Atlantic City, After Sandy
Tomorrow many of us give thanks for our families, our health, and the food at the table; but while we feast in comfort, areas of New York and New Jersey have yet to bounce back after Hurricane Sandy. One place that does have something to be thankful for is Atlantic City and many of the businesses there, which, miraculously, didn’t suffer as much damage as you might think.
“Thankfully we were not structurally affected,” said chef Alain Allegretti, a partner at Azure by Allegretti in Atlantic City. “Besides being closed for a total of 12 days, the only problem we had was contaminated water.” John Meadow, a principal/founder at LDV Hospitality, which owns and operates three restaurants at Revel Resorts, mirrored that sentiment and said, “The overall theme [of the hurricane] seems to be that it’s terribly devastating in the surrounding areas, but in Atlantic City you couldn’t see any effect. We lost food when we shut down, but Atlantic City proper is surprisingly in good shape.”
The worst damage to the area occurred in the residential area, ABC reported:
“The Atlantic City Boardwalk that was washed out by Hurricane Sandy is an area limited to the Boardwalk fronting the Absecon Inlet only,” Thomas R. Gilbert, District Commander of the Atlantic City Tourism District, told ABC News following our initial report on the damage. “That small section of the Boardwalk is located in South Inlet, a prominent residential section of Atlantic City.”

PROVIDED DATA:

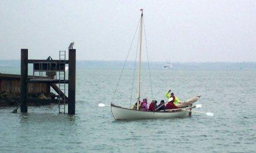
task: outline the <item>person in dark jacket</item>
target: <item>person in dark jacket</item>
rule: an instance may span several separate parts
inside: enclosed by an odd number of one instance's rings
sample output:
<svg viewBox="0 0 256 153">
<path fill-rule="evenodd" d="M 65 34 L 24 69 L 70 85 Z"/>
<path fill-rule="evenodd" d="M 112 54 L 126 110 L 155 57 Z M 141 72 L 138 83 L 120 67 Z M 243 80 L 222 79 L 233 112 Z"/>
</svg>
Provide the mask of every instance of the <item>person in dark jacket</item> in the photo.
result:
<svg viewBox="0 0 256 153">
<path fill-rule="evenodd" d="M 164 100 L 161 100 L 161 101 L 160 102 L 160 104 L 158 105 L 158 107 L 159 107 L 160 106 L 161 107 L 157 111 L 160 111 L 160 110 L 166 109 L 166 107 L 165 107 L 165 105 L 163 105 L 164 104 L 165 104 L 165 101 Z"/>
<path fill-rule="evenodd" d="M 155 111 L 157 107 L 157 101 L 153 100 L 149 105 L 149 111 Z"/>
</svg>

TASKS:
1: Answer these from the Atlantic City article:
(a) For how many days in total was Azure by Allegretti closed?
(b) How many restaurants does LDV Hospitality own and operate at Revel Resorts?
(c) In which section of Atlantic City is the washed-out part of the Boardwalk located, according to Thomas R. Gilbert?
2: Extend the article on Atlantic City after Hurricane Sandy past its last sentence.
The listing was taken from a separate source and has no connection to the Atlantic City article.

EXERCISE RESULTS:
1:
(a) 12 days.
(b) Three.
(c) South Inlet.

2:
While everyone just assumed the glitzy, seaside gambling town was washed away, and earlier reports said as much, actually, it’s not too bad. Yes, since most people don’t know that, they haven’t had much business since Hurricane Sandy.
“People think it’s under water, but that’s not the case,” said Meadow. “Business has been significantly hurt by virtue of this general fear factor.”
Meadow isn’t callous to his neighbor’s plight, he said, “You don’t think about having good steaks, good wine, and whole fish when your neighbor just lost his house.” However, he mentioned the majority of their customers that first week were people who had just lost everything and needed a little escape from the wreckage.
Now, he and other Atlantic City business owners are urging others to take break from reality and head to the one part of the New Jersey shore that survived the storm. In the end, it appears a little debauchery pays off.